------ Data shown

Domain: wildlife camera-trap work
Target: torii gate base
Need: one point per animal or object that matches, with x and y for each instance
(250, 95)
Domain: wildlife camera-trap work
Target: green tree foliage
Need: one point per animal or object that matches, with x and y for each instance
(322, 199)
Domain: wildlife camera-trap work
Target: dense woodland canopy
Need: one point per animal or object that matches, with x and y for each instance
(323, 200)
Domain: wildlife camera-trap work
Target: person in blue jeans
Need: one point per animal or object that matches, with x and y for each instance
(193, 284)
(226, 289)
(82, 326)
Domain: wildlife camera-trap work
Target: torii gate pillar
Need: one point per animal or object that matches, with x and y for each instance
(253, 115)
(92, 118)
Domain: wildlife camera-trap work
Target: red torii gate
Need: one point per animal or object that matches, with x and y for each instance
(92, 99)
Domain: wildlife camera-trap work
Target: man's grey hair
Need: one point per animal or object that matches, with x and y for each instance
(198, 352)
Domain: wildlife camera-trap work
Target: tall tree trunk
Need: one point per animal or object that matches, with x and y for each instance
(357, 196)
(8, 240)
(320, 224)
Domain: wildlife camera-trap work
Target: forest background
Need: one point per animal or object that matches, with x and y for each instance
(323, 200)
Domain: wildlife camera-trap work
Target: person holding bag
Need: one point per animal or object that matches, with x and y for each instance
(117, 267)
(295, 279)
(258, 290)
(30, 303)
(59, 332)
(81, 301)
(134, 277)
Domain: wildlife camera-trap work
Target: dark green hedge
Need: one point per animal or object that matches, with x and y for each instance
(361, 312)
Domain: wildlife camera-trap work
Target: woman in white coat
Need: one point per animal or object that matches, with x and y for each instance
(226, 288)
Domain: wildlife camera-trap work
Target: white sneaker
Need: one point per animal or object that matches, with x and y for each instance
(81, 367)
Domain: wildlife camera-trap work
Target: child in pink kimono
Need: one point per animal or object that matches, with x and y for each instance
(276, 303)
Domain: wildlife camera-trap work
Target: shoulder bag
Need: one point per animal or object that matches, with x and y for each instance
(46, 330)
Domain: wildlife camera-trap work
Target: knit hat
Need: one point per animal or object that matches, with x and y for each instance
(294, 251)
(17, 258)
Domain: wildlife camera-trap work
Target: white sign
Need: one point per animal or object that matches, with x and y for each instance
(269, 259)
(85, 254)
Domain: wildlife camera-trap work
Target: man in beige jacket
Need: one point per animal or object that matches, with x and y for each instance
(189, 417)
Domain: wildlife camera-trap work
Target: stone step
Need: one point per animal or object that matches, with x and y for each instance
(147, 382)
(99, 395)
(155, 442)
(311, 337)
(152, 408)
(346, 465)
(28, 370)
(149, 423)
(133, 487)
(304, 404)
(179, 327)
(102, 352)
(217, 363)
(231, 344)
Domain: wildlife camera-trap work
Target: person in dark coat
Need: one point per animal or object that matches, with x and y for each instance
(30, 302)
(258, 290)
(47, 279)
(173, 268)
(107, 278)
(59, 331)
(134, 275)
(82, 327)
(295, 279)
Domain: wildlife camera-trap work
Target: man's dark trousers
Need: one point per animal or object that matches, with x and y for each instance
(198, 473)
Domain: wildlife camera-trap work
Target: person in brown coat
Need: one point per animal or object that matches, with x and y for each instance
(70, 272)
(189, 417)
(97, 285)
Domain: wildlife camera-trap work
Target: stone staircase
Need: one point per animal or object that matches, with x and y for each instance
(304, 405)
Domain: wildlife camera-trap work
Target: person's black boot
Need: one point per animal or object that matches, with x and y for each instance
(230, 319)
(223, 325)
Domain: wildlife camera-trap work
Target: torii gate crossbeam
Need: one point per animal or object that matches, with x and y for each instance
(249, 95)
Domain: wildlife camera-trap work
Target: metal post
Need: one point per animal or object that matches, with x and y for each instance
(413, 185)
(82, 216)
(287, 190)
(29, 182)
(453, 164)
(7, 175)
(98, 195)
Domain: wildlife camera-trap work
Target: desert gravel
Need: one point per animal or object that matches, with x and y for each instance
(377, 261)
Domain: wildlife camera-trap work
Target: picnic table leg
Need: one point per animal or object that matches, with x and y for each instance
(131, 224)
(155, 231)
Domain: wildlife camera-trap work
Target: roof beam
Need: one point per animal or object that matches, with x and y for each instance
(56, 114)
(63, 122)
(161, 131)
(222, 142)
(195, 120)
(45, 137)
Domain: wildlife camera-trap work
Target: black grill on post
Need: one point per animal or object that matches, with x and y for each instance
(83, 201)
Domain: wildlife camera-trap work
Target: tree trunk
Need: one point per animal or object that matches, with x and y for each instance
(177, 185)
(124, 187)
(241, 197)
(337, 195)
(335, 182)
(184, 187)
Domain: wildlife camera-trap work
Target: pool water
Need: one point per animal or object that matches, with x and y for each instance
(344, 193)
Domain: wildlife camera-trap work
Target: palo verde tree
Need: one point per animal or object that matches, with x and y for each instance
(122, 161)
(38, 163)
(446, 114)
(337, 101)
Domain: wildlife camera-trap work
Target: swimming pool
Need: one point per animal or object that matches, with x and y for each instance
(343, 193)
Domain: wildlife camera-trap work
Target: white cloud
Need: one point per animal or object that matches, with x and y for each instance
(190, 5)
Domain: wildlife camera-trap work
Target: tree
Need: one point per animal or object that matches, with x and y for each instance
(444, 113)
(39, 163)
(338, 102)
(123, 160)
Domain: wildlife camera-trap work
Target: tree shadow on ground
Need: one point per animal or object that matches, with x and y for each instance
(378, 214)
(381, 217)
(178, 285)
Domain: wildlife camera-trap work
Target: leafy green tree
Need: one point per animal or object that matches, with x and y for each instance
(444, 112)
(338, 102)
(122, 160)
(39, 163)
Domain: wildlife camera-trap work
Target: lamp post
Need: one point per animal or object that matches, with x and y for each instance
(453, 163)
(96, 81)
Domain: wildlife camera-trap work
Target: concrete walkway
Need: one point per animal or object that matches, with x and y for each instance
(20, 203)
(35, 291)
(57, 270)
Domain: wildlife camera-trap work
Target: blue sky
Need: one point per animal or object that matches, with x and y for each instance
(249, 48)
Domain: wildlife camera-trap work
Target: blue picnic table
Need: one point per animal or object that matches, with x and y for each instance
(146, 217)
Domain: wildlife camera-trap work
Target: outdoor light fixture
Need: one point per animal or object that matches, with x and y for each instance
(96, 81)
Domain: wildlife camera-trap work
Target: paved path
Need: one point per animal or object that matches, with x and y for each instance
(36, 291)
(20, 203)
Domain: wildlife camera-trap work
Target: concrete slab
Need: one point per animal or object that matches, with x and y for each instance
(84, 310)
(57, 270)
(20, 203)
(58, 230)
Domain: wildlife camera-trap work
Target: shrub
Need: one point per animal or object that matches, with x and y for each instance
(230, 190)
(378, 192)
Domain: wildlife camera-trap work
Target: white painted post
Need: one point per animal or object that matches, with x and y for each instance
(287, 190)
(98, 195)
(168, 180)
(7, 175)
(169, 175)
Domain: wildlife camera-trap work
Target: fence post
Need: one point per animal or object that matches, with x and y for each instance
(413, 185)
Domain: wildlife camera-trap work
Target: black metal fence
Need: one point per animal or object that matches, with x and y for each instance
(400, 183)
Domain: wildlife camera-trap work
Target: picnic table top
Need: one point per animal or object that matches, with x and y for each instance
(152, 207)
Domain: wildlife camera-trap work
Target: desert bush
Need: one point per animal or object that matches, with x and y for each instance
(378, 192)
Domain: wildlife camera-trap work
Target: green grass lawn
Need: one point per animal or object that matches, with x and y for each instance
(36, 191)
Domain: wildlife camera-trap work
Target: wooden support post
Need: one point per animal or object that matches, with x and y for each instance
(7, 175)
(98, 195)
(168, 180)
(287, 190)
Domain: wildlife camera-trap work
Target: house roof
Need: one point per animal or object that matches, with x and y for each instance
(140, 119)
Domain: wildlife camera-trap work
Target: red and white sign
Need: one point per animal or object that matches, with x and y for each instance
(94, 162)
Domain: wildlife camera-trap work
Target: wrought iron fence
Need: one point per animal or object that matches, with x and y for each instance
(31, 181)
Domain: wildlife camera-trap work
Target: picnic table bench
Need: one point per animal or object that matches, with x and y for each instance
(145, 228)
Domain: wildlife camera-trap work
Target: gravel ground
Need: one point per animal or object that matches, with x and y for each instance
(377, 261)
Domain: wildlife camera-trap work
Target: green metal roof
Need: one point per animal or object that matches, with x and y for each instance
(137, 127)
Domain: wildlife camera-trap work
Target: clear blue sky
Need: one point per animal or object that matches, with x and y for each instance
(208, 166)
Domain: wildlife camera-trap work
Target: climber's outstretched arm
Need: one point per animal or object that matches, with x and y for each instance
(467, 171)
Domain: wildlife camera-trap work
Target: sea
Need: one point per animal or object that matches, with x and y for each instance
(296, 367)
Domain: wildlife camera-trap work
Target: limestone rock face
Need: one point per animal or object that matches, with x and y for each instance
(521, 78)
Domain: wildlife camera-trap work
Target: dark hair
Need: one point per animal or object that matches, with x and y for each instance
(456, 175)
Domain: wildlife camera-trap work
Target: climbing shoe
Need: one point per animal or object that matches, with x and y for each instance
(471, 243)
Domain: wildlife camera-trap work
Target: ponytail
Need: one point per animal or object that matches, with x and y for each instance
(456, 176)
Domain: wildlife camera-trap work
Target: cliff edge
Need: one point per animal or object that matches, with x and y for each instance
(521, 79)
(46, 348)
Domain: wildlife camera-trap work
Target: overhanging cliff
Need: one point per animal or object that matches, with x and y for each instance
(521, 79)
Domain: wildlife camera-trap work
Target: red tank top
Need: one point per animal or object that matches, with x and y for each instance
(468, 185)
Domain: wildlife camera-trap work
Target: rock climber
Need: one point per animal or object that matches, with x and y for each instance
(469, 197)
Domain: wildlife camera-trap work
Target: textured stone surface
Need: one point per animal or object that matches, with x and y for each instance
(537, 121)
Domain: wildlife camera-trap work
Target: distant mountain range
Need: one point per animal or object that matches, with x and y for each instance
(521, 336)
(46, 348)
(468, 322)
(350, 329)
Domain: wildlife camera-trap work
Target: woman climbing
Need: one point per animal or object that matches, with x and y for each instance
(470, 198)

------------

Instructions to follow:
Reproduce each line of the entries in which the word "roof" is found.

Completed task:
Target: roof beam
Target: house roof
Target: green metal roof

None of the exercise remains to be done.